**SOURCE**
Laid Back is a Danish electronic music duo group from Copenhagen, formed in 1979. The duo consists of John Guldberg (vocals, guitar, bass) and Tim Stahl (vocals, keyboards, drums, bass). They are best known for the hits "Sunshine Reggae" and "White Horse" from 1983 and "Bakerman" from 1989.

Background and origins
John Guldberg and Tim Stahl met in the mid-1970s, and they played together in a group called the Starbox Band. After a poorly received show supporting the Kinks, the band split up, but the duo continued working together. Guldberg set up a small studio in downtown Copenhagen where the two musicians began exploring the possibilities that were being opened up by new technologies, such as multitrack tape recorders, synthesizers and drum machines.

Recordings

1981-89

Their debut album, simply titled Laid Back, was released in 1981, and the single "Maybe I'm Crazy" became a number-one hit in Denmark.

The next year, the single "Sunshine Reggae" was released, and it became another chart-topper in their home country; it was later included on the band's second album, Keep Smiling, in 1983, and went on to become a number-one single in Italy, West Germany, and nineteen other countries around the world. In the US, however, it was the single's B-side that became the band's only big hit. "White Horse" is a funk-influenced dance track with a memorable bassline and ambiguous, drug- and/or sex-themed lyrics ("white horse" being a slang for heroin) that became popular in US clubs. After the song was re-released as an A-side on both 7-inch and 12-inch vinyl, it went on to spend three weeks at number one on Billboards National Disco Action charts; it was also a crossover success, reaching the top five on the Hot Black Singles chart while peaking at number 26 on the Billboard Hot 100 in early 1984. Its relatively poor performance on the Hot 100 is most likely due to the track's controversial lyrics (including the word "bitch"), which prevented it from receiving radio airplay in much of the country. In 1989, the American rap act 2 Live Crew sampled "White Horse" heavily for their single "Get the Fuck Out of My House"; it was later sampled for Monifah's 1998 hit "Touch It".

Laid Back's next two albums, Play It Straight (1985) and See You in the Lobby (1987), and singles such as "Abu Dhabi" and "Tricky Kind of Thing", were released to little fanfare and limited chart success.

**DATASET CONTENT**
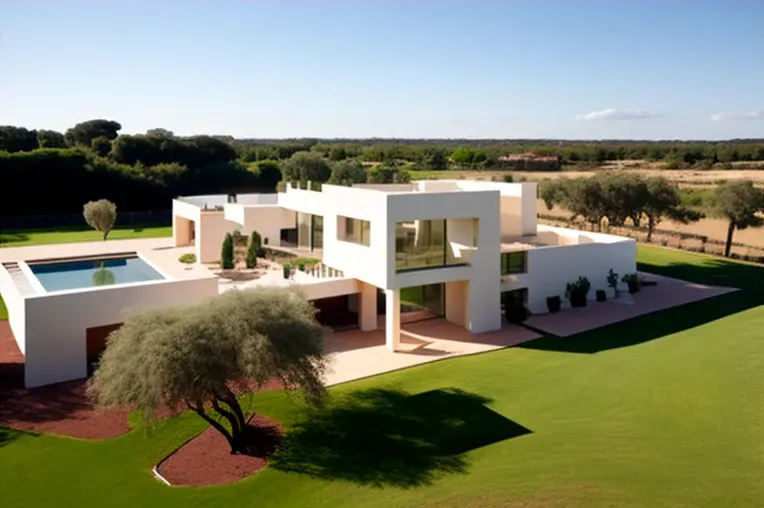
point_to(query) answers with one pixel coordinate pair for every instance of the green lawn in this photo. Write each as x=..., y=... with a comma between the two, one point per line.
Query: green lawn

**STATED EXERCISE 1**
According to the Laid Back article, which band did the duo's earlier group support in the poorly received show that led to its split?
**STATED EXERCISE 2**
In the Laid Back article, begin at the words "Background and origins" and stop after "and drum machines.". Write that part out again, substituting "the Who" for "the Kinks".
The listing plays no part in this work.

**REPLY 1**
The Kinks.

**REPLY 2**
Background and origins
John Guldberg and Tim Stahl met in the mid-1970s, and they played together in a group called the Starbox Band. After a poorly received show supporting the Who, the band split up, but the duo continued working together. Guldberg set up a small studio in downtown Copenhagen where the two musicians began exploring the possibilities that were being opened up by new technologies, such as multitrack tape recorders, synthesizers and drum machines.